> [About this exercise]: Output exactly, and only, the lines below from the one with "Pixel coordinates per instance, written like (247,304)." down to the one with "Pixel coordinates per instance, written like (239,711).". Include both end lines and no pictures.
*** Listed entries ***
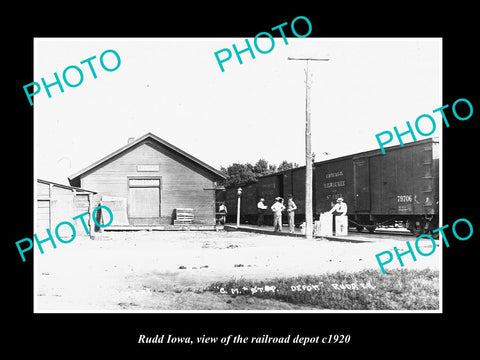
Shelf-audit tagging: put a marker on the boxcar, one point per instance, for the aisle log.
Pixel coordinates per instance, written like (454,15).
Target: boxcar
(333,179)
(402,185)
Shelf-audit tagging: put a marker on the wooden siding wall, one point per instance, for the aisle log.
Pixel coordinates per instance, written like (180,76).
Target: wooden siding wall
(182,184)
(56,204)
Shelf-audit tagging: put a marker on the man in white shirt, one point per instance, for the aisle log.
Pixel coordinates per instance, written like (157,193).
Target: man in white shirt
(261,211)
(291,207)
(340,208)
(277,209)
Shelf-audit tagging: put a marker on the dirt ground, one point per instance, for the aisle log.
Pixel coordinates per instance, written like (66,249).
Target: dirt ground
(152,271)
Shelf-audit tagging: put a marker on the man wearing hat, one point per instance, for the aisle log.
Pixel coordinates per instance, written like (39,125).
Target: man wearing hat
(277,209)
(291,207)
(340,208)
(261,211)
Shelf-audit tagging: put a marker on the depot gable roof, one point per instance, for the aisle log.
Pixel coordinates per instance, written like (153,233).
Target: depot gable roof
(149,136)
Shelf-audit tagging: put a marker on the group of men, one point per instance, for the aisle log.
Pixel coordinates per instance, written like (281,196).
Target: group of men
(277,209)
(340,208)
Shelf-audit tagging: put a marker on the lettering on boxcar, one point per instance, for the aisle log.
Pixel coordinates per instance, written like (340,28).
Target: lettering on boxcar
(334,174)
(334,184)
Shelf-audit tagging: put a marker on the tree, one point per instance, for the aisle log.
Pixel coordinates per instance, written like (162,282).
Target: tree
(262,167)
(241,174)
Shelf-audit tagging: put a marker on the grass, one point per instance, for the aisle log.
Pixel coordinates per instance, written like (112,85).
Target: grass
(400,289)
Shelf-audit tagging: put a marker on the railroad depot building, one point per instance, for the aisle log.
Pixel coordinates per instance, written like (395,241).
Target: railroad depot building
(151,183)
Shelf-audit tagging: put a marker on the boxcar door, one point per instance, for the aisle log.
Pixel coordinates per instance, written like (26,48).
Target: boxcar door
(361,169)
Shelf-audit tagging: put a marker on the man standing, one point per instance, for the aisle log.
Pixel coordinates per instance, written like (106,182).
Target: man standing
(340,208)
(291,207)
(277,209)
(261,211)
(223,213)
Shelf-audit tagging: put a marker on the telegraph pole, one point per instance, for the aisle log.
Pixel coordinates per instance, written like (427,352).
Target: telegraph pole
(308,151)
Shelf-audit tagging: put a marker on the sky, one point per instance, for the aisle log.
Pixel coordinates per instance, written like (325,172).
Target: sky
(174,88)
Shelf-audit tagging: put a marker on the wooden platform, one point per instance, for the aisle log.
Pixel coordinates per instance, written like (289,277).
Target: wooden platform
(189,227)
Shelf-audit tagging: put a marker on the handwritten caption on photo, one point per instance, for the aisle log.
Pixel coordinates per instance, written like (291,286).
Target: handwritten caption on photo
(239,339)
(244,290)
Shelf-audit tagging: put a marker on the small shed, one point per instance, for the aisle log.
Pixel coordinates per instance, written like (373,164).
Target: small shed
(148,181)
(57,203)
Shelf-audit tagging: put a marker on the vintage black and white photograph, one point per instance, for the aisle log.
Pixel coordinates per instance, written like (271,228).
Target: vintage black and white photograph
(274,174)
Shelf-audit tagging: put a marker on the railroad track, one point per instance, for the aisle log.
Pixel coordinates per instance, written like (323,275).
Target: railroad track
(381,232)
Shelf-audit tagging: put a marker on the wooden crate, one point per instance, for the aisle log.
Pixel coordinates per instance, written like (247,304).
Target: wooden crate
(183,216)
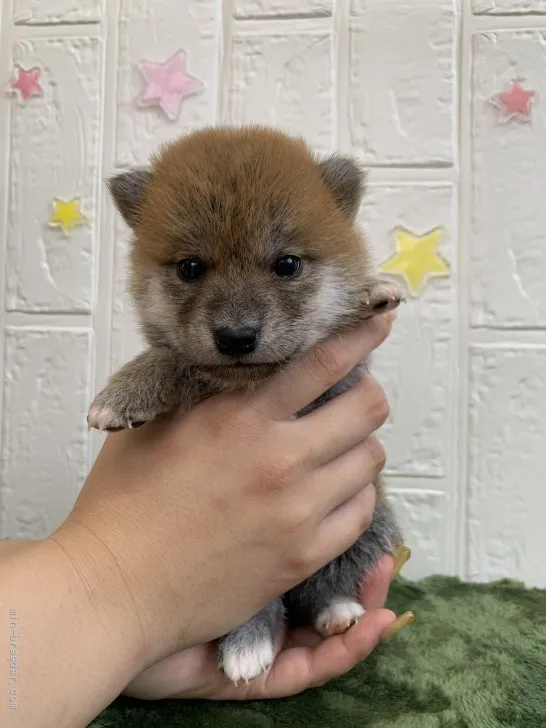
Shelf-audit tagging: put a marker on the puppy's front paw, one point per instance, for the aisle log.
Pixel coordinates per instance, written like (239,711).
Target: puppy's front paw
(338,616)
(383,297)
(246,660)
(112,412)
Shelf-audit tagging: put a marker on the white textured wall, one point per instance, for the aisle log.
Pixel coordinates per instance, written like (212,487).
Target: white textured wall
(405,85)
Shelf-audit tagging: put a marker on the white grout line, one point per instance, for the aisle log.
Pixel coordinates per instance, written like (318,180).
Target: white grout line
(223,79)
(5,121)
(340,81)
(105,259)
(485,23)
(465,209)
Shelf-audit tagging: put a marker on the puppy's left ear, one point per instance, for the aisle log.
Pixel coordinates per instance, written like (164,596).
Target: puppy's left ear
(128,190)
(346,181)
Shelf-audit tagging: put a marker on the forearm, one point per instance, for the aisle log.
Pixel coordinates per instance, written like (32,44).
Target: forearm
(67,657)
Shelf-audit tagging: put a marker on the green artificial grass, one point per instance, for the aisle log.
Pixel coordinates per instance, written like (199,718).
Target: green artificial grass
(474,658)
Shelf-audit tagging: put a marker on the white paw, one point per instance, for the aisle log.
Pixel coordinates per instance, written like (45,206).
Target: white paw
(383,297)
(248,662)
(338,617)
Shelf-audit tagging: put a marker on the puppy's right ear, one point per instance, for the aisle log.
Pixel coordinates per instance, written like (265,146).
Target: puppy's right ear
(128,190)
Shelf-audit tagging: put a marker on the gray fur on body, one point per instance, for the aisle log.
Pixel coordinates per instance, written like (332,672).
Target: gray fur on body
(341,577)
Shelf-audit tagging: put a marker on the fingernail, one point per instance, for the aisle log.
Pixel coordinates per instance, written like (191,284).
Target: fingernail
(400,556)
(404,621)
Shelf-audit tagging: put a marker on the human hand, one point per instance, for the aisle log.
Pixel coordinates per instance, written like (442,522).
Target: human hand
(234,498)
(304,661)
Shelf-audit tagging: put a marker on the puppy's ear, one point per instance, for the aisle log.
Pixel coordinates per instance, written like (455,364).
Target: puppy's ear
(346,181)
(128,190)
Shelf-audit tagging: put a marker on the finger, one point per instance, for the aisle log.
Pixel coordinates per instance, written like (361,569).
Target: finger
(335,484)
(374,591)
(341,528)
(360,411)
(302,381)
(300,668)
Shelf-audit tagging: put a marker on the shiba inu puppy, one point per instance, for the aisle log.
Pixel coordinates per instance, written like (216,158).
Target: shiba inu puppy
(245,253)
*** End of Listed entries ***
> [Answer for the task]:
Pixel coordinates per instance, written like (247,304).
Target: wooden crate
(183,216)
Shelf-audit tagging: put a marker on the puppy's front paw, one point per instance, for the aisle log.
Pixel coordinates per instance, written like (239,711).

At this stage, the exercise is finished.